> GOAL:
Count how many lines of the records contain the string "grass", matching case exactly, and reply with only that number.

Point annotation dataset records:
———
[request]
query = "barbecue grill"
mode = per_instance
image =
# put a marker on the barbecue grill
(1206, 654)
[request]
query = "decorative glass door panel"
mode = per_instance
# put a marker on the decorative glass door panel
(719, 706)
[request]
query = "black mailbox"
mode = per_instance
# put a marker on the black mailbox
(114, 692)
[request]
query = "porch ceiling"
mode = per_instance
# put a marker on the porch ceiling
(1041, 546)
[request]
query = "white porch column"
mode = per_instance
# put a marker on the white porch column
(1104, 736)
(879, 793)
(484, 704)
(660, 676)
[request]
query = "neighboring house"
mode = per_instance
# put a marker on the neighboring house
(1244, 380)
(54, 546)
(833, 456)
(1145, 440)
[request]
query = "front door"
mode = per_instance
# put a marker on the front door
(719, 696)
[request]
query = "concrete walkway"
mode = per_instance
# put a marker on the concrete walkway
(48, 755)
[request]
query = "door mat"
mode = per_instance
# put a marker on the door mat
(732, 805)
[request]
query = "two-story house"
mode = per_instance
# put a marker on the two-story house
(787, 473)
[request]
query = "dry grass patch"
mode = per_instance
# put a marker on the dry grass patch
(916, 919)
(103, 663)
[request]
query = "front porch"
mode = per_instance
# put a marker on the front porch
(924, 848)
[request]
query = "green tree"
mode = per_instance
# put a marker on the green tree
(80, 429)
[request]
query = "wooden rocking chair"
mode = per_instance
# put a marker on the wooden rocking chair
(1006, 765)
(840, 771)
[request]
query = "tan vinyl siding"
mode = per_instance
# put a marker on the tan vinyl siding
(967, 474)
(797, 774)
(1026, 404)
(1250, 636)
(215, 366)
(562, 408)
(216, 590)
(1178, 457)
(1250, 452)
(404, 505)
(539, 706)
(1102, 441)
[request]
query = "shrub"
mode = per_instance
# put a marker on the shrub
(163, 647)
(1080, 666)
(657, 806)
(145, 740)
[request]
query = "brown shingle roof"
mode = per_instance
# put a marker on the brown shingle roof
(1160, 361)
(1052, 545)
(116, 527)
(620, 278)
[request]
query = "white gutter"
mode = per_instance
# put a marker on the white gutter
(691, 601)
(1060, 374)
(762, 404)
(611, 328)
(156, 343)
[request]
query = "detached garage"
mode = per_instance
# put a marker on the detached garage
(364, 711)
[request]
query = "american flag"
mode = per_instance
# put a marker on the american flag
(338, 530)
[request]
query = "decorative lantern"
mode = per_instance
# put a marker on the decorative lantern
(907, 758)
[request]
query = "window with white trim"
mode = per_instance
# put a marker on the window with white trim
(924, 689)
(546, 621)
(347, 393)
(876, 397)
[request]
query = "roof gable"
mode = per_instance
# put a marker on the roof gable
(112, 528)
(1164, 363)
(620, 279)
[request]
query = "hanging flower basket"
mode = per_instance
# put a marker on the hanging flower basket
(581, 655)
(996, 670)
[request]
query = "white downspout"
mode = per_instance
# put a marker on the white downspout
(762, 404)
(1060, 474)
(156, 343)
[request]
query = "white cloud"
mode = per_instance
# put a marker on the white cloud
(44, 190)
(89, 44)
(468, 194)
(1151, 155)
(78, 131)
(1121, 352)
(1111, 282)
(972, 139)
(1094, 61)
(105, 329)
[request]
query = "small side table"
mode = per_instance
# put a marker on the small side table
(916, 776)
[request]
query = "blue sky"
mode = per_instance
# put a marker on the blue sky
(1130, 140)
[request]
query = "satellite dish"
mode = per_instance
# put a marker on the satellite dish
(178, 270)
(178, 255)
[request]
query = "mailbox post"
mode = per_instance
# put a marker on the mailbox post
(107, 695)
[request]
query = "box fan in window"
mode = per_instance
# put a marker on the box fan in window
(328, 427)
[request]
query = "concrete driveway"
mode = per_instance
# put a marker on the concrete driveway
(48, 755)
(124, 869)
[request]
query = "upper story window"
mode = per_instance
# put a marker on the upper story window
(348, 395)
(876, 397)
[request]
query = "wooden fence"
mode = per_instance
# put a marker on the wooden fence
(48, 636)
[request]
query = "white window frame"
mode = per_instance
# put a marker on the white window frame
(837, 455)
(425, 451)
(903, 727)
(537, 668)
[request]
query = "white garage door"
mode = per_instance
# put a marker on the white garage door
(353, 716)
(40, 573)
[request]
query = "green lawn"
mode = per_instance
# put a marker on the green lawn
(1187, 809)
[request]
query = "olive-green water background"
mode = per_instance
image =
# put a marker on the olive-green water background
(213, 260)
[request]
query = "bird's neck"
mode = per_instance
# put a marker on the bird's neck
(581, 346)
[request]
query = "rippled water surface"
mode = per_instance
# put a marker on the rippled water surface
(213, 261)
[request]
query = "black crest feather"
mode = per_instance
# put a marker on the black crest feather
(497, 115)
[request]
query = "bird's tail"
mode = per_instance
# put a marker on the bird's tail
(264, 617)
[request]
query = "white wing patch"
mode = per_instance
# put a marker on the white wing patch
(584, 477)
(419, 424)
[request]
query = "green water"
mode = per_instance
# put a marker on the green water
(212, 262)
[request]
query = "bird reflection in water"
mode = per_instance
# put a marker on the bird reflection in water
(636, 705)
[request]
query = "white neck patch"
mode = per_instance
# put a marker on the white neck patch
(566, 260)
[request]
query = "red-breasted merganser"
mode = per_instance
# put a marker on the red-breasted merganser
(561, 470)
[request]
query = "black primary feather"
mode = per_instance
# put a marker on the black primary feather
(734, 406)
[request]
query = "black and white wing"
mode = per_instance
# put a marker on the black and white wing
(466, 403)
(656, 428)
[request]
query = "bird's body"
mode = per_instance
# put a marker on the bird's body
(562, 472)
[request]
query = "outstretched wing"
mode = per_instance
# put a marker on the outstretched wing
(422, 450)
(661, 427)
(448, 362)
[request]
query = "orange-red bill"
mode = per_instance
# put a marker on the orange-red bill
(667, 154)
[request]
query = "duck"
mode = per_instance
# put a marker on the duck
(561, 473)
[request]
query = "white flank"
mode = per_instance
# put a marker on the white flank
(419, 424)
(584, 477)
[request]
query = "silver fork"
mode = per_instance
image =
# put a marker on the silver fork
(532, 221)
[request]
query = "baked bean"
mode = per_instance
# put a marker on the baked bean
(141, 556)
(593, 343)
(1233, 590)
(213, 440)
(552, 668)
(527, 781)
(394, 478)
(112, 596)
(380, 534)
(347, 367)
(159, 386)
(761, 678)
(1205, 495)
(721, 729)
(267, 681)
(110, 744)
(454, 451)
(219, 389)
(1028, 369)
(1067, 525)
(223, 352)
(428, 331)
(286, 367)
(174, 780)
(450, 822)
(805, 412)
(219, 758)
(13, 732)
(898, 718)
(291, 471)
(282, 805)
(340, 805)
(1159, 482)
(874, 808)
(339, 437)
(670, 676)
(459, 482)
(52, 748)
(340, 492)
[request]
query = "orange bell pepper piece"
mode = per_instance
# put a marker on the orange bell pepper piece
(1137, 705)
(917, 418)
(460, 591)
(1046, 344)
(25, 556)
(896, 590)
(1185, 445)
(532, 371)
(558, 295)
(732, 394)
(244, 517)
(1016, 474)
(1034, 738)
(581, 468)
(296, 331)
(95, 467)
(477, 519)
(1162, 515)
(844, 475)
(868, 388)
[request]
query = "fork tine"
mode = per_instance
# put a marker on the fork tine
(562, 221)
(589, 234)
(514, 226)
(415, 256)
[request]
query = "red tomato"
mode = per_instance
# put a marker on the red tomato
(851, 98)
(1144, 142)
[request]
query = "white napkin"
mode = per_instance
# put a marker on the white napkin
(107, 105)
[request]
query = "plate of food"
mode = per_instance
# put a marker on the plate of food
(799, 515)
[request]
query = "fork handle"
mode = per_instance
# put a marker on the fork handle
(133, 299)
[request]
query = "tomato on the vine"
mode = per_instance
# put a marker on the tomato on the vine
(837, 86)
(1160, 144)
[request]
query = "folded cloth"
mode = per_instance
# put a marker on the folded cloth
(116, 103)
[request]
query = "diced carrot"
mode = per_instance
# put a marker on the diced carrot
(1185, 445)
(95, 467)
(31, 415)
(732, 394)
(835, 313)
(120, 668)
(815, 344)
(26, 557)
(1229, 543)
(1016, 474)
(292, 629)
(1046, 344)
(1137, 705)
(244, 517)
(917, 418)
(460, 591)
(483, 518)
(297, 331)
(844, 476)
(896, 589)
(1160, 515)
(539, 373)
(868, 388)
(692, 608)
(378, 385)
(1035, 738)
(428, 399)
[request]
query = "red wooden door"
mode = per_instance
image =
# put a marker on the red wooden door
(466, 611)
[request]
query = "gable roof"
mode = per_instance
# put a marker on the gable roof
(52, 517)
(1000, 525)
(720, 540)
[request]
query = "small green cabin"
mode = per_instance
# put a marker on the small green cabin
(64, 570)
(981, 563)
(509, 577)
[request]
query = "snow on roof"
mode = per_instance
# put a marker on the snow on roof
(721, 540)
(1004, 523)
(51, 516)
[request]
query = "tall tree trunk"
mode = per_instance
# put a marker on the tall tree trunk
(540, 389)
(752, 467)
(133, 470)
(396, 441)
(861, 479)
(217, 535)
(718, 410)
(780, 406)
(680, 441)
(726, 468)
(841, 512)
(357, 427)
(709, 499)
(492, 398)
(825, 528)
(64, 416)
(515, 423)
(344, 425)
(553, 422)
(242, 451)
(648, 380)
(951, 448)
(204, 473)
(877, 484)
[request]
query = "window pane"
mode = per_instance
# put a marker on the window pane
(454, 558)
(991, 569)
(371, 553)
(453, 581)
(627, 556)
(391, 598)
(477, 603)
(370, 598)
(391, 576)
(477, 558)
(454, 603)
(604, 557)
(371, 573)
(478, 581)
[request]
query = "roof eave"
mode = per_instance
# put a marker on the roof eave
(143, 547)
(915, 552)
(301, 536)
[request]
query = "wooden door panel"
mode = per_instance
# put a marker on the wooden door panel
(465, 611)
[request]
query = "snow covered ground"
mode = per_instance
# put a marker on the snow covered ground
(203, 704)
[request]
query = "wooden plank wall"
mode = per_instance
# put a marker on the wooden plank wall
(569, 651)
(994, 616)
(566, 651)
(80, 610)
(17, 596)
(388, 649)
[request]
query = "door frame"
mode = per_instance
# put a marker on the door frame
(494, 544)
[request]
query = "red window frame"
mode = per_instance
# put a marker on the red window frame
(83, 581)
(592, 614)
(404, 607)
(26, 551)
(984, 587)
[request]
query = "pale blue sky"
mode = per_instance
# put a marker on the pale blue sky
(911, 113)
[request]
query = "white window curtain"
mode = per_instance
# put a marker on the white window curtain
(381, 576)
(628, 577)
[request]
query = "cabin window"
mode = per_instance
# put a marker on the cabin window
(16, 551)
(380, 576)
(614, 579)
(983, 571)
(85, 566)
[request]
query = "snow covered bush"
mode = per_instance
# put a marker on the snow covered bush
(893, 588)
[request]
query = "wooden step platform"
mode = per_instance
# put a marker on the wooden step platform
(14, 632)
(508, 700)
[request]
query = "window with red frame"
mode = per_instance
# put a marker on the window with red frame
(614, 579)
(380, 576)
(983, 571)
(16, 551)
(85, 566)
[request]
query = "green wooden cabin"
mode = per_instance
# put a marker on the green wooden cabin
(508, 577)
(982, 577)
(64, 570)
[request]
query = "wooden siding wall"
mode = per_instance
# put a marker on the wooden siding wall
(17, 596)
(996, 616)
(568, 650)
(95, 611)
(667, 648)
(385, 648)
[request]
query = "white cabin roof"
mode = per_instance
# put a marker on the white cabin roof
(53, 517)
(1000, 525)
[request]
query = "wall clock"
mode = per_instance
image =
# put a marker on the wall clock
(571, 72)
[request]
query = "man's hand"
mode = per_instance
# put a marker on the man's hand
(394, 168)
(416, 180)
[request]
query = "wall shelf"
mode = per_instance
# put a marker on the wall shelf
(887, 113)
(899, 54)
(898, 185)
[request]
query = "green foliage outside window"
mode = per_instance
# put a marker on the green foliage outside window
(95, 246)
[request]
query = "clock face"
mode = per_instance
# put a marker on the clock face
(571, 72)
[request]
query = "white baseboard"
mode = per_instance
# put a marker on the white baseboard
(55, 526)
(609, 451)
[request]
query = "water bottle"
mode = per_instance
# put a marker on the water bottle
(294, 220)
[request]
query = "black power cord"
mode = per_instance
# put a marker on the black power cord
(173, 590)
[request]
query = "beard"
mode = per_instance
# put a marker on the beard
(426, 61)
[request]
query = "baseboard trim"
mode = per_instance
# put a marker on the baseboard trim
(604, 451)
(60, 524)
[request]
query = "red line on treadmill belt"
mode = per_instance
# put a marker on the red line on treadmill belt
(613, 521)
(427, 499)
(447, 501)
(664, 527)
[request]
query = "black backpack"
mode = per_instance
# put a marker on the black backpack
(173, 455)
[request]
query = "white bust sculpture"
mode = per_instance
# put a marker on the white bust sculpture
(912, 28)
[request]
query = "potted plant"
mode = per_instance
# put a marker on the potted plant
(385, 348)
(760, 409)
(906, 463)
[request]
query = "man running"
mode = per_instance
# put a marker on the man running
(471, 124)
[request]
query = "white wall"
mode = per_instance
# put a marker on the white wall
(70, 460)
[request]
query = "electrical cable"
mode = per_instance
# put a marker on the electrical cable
———
> RIGHT ANSWER:
2